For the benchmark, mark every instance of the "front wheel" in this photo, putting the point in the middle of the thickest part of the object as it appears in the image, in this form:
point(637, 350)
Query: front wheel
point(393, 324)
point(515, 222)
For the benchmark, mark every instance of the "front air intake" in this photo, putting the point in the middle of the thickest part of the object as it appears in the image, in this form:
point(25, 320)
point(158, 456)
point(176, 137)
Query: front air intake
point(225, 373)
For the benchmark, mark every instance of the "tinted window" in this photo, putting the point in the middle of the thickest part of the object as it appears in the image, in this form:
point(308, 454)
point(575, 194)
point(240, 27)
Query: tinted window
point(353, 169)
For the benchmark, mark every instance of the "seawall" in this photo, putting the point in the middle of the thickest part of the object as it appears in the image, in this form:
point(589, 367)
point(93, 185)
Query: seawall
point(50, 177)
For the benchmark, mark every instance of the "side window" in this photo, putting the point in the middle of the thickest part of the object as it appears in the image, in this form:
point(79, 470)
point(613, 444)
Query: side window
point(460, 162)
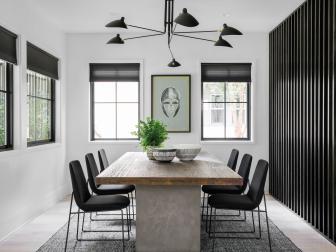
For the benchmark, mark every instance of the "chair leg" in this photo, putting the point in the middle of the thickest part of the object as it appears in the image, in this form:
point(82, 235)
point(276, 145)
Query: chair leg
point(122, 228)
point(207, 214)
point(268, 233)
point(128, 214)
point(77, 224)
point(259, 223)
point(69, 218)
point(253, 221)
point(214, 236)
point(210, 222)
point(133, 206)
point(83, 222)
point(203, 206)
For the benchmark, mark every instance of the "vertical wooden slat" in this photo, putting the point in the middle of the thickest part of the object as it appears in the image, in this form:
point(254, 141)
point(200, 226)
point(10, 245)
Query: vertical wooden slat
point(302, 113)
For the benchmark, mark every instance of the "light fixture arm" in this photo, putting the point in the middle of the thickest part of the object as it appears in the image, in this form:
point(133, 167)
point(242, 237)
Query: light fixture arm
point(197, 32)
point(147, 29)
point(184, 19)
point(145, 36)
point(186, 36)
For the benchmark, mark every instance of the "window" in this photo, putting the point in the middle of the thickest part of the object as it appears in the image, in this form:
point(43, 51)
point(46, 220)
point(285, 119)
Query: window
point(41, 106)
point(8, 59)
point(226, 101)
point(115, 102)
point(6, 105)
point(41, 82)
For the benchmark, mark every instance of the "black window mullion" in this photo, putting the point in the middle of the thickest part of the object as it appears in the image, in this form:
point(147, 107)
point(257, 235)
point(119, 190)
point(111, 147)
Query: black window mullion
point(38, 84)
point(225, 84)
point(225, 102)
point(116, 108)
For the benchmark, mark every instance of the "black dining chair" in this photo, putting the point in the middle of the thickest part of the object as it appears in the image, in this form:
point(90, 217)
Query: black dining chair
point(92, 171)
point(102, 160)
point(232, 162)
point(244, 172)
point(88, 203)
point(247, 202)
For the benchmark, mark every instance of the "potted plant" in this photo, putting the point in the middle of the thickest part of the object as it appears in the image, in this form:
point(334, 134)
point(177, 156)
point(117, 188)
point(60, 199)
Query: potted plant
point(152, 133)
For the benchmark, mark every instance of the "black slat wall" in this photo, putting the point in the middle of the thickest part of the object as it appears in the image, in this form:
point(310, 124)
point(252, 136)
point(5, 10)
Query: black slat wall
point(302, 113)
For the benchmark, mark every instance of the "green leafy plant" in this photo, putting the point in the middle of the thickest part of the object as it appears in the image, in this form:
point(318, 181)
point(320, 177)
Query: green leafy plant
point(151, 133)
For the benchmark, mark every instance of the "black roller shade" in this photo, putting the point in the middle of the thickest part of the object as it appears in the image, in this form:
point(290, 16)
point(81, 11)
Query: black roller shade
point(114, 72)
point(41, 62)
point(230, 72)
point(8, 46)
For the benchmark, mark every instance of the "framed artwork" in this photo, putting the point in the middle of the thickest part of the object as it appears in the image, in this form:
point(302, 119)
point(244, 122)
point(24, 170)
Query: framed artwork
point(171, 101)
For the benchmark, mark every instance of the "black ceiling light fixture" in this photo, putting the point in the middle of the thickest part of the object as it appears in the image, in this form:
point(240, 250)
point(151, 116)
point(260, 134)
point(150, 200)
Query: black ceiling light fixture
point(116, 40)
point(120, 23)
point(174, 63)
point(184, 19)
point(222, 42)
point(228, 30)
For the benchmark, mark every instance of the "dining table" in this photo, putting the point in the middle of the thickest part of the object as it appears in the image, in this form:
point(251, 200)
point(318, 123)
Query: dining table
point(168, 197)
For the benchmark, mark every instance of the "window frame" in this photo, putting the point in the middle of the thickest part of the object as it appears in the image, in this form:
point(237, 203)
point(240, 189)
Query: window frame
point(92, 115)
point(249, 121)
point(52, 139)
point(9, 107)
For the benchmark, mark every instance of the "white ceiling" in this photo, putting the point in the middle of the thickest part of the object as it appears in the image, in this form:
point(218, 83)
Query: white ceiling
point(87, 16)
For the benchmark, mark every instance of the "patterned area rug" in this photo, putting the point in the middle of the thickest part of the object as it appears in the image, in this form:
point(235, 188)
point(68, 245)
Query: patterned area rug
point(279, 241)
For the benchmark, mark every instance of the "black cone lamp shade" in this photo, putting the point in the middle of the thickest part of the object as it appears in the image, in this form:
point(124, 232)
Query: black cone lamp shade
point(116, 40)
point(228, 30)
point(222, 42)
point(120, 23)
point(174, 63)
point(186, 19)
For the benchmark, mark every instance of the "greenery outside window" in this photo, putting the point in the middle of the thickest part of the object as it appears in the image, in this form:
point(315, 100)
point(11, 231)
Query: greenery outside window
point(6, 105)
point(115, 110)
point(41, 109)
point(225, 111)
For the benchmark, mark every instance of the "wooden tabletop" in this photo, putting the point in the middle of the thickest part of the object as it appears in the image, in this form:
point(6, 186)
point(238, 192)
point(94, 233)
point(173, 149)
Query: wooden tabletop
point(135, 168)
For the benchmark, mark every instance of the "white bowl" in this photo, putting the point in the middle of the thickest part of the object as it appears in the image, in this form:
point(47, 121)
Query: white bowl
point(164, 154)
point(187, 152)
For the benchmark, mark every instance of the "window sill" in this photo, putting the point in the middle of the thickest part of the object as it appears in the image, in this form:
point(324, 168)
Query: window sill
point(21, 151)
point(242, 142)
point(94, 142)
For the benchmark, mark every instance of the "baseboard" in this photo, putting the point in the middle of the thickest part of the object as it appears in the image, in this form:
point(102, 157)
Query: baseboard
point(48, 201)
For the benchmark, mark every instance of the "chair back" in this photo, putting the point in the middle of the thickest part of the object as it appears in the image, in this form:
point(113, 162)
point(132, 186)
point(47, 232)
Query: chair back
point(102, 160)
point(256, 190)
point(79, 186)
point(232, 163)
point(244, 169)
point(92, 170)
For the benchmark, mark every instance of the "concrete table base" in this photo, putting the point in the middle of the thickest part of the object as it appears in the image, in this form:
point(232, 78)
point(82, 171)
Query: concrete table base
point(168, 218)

==

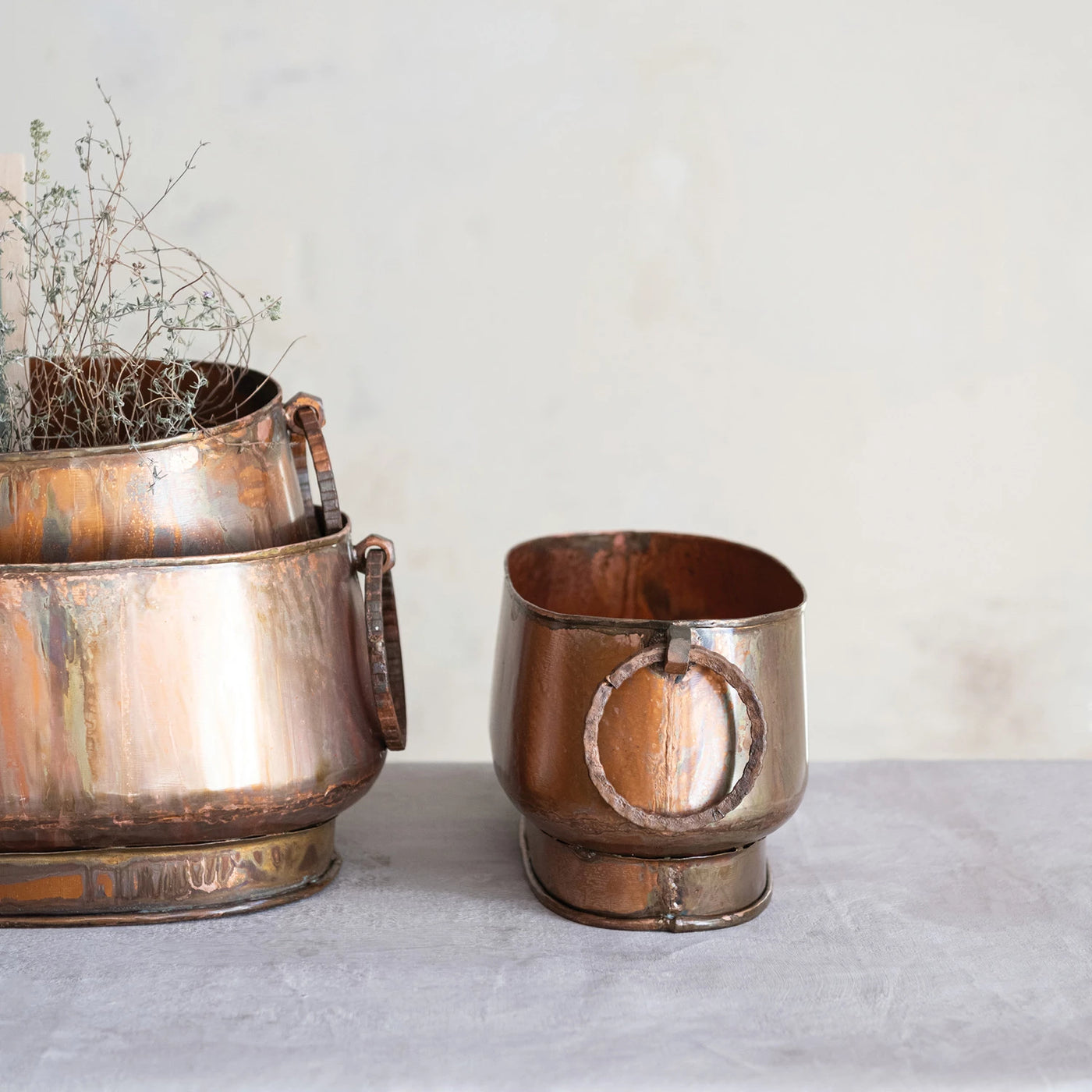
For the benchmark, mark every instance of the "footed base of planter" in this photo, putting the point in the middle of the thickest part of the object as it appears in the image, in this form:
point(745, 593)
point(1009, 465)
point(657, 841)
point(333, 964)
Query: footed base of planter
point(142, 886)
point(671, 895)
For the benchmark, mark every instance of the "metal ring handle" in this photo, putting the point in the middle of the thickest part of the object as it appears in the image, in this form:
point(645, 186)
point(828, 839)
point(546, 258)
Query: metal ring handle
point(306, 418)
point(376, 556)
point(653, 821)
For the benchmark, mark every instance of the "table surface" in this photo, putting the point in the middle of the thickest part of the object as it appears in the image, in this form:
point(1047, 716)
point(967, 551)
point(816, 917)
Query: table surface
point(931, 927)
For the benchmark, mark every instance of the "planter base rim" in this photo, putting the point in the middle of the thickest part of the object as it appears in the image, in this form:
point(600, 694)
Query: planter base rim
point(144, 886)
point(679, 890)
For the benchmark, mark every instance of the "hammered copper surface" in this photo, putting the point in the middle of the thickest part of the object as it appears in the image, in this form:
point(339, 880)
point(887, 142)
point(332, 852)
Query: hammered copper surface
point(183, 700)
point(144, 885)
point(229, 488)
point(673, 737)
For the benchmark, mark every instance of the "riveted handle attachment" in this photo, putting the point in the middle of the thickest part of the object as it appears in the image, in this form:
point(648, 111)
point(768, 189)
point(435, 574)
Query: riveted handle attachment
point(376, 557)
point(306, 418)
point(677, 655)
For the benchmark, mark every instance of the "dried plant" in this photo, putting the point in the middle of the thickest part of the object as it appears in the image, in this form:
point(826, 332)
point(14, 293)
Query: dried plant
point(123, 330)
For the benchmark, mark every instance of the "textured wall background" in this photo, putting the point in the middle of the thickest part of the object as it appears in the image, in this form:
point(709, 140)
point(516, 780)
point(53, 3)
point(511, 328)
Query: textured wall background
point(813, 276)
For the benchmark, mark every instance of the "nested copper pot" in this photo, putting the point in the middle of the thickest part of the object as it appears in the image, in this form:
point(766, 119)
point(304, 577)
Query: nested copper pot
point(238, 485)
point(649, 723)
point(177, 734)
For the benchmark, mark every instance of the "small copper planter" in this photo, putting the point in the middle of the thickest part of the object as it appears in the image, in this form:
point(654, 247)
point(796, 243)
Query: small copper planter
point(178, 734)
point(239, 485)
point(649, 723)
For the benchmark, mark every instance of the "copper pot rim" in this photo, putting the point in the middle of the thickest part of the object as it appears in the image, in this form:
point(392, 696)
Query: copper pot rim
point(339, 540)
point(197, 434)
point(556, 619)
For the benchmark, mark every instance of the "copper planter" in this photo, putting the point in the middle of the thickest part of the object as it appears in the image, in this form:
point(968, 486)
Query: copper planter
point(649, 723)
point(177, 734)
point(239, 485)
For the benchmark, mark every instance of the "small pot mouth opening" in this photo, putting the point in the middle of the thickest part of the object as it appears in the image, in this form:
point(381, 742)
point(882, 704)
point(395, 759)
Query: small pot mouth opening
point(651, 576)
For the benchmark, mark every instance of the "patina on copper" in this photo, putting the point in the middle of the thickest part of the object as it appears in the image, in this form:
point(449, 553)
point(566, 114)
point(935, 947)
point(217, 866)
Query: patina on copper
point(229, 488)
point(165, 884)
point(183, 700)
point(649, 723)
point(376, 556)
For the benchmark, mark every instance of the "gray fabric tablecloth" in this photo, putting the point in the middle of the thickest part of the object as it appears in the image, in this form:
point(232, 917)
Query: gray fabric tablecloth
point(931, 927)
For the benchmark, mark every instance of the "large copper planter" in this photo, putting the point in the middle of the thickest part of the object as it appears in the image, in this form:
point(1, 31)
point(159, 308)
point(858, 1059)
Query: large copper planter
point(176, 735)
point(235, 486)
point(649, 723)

--

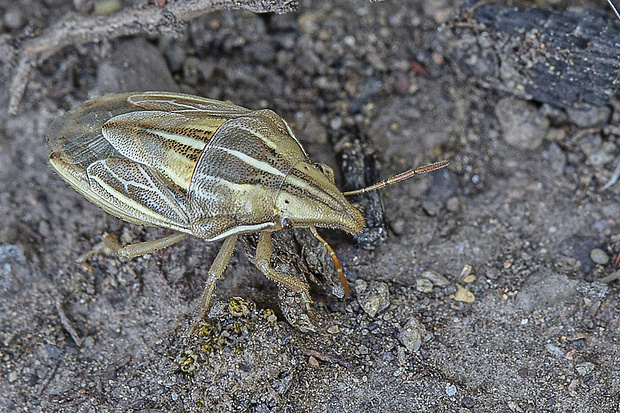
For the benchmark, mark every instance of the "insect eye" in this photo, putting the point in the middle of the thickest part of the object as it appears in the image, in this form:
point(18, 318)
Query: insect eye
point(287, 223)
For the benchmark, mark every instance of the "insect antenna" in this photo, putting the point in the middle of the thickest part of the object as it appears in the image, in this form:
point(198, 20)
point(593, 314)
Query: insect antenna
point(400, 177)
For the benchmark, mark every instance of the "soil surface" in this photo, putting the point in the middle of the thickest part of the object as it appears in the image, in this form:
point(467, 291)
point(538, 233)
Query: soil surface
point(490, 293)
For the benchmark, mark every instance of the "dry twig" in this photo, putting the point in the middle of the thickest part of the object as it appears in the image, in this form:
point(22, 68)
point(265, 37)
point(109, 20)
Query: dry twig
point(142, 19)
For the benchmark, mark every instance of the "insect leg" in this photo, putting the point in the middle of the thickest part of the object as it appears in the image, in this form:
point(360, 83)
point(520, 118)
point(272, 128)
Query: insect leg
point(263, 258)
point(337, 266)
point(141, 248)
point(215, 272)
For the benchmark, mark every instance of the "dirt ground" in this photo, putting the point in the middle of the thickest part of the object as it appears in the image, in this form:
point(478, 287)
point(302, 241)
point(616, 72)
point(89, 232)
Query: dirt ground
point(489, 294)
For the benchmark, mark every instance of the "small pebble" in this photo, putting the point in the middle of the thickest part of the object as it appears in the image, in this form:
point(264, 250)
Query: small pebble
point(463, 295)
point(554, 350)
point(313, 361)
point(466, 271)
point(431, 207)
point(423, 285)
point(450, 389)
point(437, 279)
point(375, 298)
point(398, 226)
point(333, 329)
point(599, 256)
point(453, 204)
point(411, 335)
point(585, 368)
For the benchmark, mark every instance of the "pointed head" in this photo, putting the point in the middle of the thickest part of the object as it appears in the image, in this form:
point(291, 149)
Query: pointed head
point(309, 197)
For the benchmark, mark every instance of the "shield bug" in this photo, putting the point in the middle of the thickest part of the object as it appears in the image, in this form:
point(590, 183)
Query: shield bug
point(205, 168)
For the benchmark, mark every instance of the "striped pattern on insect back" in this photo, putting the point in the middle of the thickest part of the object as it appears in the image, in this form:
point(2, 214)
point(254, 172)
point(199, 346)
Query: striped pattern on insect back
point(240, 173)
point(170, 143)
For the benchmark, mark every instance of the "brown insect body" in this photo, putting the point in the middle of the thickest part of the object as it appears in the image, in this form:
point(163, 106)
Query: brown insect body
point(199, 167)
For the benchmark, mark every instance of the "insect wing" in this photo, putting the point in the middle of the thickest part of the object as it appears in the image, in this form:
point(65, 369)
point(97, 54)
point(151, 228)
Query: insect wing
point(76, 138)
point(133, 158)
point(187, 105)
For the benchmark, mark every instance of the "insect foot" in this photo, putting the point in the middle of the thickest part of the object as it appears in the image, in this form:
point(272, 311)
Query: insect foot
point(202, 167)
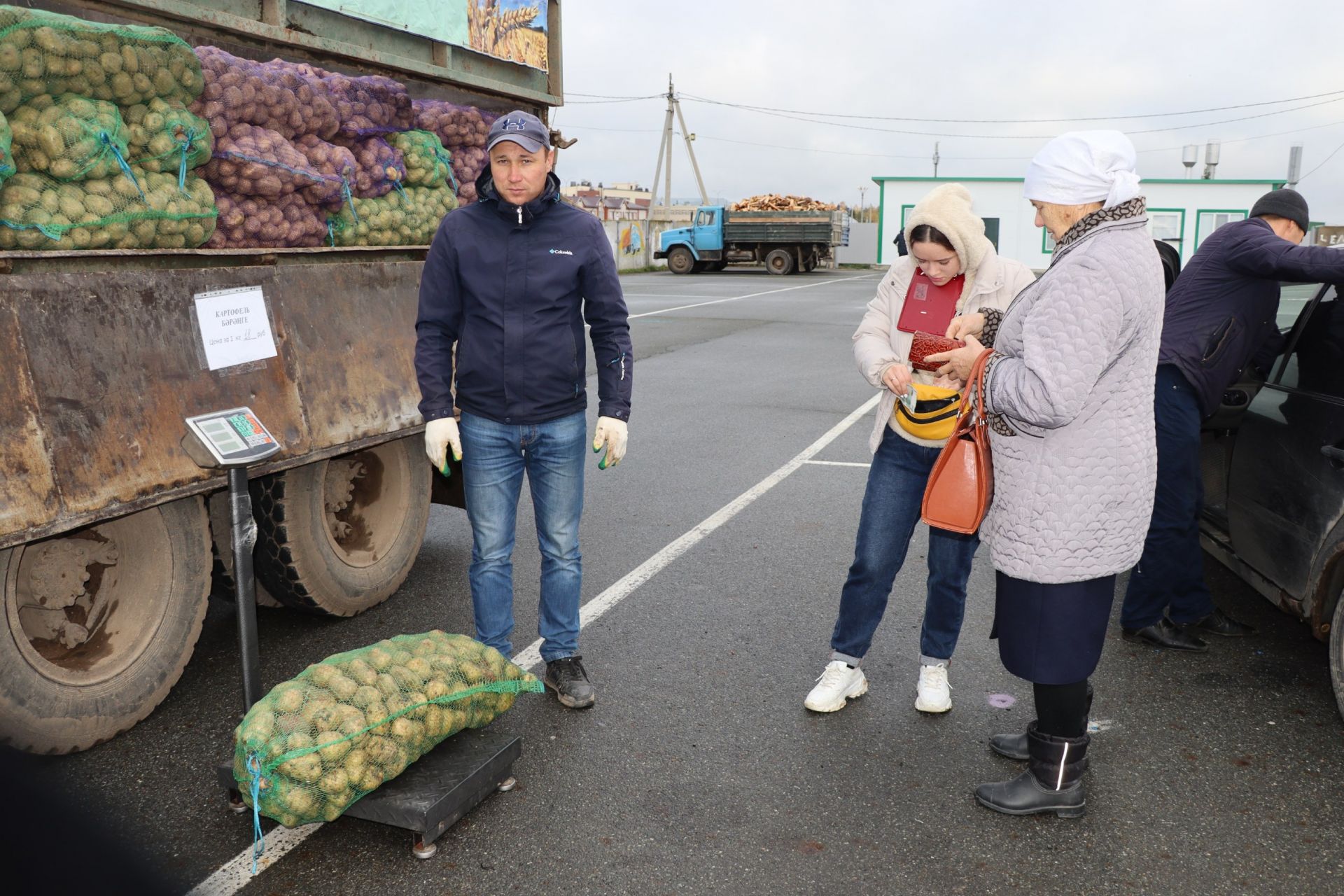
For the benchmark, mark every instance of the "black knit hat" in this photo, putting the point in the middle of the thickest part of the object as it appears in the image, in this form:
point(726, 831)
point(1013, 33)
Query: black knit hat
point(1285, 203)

[AIM OF THE TASK]:
Return every line of the records above that contains the string "cone". Case counts, so only lines with that exact capitalization match.

[SOLUTION TO THE PROBLEM]:
For the benchmark, mark every instance of the "black cone lamp shade" in this photo, putting the point in the middle of the thickest part of the object as it appears in the image, in this form:
Query: black cone lamp shade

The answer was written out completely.